Kısa görev
"ground in the provided image */" ifadesini içeren satırdan başlayıp "0, 306, 155, 325" ifadesini içeren satırda biten bölümde "snowy ground" ifadesini "icy ground" olarak yeniden adlandırın. Yalnızca bu satırları, geri kalan her şeyi değiştirmeden yeniden yazın.

Veri listesi

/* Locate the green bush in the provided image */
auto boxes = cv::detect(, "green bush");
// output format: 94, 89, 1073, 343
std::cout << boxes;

---

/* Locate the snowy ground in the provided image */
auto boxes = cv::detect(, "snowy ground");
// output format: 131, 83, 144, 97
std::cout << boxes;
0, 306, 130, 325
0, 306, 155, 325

--

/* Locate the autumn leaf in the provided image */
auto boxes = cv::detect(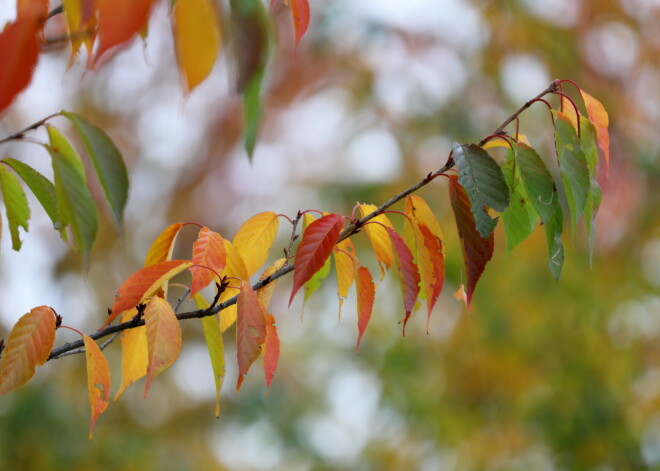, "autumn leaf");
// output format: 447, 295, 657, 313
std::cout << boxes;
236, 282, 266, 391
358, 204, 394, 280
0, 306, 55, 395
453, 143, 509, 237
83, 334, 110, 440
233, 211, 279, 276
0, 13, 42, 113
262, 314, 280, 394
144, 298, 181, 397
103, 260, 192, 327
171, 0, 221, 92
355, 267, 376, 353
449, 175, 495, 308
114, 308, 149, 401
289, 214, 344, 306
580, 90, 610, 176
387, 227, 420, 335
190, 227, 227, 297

Doğru çıktı
/* Locate the icy ground in the provided image */
auto boxes = cv::detect(, "icy ground");
// output format: 131, 83, 144, 97
std::cout << boxes;
0, 306, 130, 325
0, 306, 155, 325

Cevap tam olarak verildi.